──────── Record list

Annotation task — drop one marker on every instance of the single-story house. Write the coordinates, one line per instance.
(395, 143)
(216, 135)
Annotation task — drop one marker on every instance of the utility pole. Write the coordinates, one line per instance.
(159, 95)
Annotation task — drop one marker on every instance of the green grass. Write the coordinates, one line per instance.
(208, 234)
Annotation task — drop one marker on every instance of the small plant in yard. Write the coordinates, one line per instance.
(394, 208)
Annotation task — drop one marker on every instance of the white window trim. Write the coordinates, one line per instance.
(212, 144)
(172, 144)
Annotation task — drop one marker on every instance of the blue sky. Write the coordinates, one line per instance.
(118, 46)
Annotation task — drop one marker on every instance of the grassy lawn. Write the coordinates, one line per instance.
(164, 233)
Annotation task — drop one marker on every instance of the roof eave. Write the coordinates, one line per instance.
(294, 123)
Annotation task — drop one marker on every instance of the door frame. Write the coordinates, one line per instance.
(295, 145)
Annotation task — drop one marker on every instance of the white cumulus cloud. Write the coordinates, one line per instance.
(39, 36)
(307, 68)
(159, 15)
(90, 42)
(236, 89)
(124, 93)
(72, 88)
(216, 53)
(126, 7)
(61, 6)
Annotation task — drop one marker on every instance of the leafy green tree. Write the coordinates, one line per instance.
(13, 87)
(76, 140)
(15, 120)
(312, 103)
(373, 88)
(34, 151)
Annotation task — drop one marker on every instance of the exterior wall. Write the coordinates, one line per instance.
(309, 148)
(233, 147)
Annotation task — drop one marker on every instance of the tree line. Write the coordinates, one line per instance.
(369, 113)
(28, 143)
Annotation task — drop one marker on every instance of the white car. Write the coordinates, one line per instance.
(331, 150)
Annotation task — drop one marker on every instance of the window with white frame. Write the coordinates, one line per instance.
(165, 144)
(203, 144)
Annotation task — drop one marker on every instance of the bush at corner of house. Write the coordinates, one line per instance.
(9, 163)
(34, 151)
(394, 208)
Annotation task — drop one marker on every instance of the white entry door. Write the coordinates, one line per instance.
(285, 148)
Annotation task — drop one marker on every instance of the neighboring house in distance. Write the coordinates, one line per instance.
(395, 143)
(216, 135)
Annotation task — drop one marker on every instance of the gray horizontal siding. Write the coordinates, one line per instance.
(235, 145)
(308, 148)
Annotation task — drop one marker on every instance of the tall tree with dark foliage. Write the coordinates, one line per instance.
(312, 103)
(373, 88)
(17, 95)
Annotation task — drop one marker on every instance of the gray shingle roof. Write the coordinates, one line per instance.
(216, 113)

────────────────

*Instruction*
Can you pull out every line of the items above and reproduce each one unchanged?

*Problem solution*
Annotation task — drop one marker on every instance of the single-story house. Write the coordinates, one line per instance.
(395, 143)
(216, 135)
Annotation task — drop one marker on every instance of the utility pole. Write the coordinates, one line per instance.
(159, 95)
Annotation task — drop one marker on every instance of the green grass. Write the coordinates, one line per instance.
(208, 234)
Annotation task — drop one marker on every instance of the small plant in yard. Write the coordinates, one line per instance.
(394, 208)
Annotation task — drop one marker on every instance of the white window trim. Write the coordinates, one line per instance.
(212, 144)
(172, 144)
Annotation task — drop one marker on every instance of the blue sky. Write the coordinates, one line per instance.
(118, 46)
Annotation task — drop one marker on every instance of the grassy lawn. Write the coordinates, one line per instance.
(164, 233)
Annotation task — drop one marker on every instance of the roof eave. Write the coordinates, one line per instance.
(294, 123)
Annotation task — drop one marker on every instance of the door frame. Write the coordinates, one line per instance.
(295, 145)
Annotation task — drop one marker on every instance of the white cumulus cloud. Write the coordinates, one line per instance.
(39, 36)
(307, 68)
(159, 15)
(90, 42)
(236, 89)
(124, 93)
(72, 88)
(216, 53)
(126, 7)
(61, 6)
Annotation task — drop one marker on every instance of the leafy green tree. Write the coordinates, one line per instance.
(13, 87)
(76, 140)
(15, 120)
(312, 103)
(373, 88)
(34, 151)
Annotation task — drop one marker on every instance of the exterior wall. Write the coordinates, one line per instance.
(309, 148)
(233, 147)
Annotation task — drop one marker on every instance of the tree line. Write the coordinates, one line per instance.
(369, 113)
(28, 143)
Annotation task — drop one marker on every instance of the white car. Write the coordinates, one line per instance.
(331, 150)
Annotation task — drop one marker on every instance of the window with white frame. Write the coordinates, one line per instance.
(165, 144)
(203, 144)
Annotation task — drop one marker on every instance of the bush at corner of house. Write the coordinates, one line per instance.
(9, 163)
(34, 151)
(394, 208)
Annotation task — drop one marker on every instance of the white entry door. Write the coordinates, one line per instance.
(285, 148)
Annotation task — drop one marker on every instance of the neighboring house in distance. Write the coordinates, one line per instance.
(395, 143)
(216, 135)
Annotation task — drop one marker on every instance of the gray horizontal siding. Write the coordinates, one line per instance.
(235, 145)
(308, 148)
Annotation task — drop one marker on every instance of the tall tree with dark foliage. Write the coordinates, one line per instance.
(312, 103)
(373, 88)
(17, 95)
Annotation task — drop one marker on every instance of the gray shingle roof. Write the coordinates, one line per instance.
(216, 113)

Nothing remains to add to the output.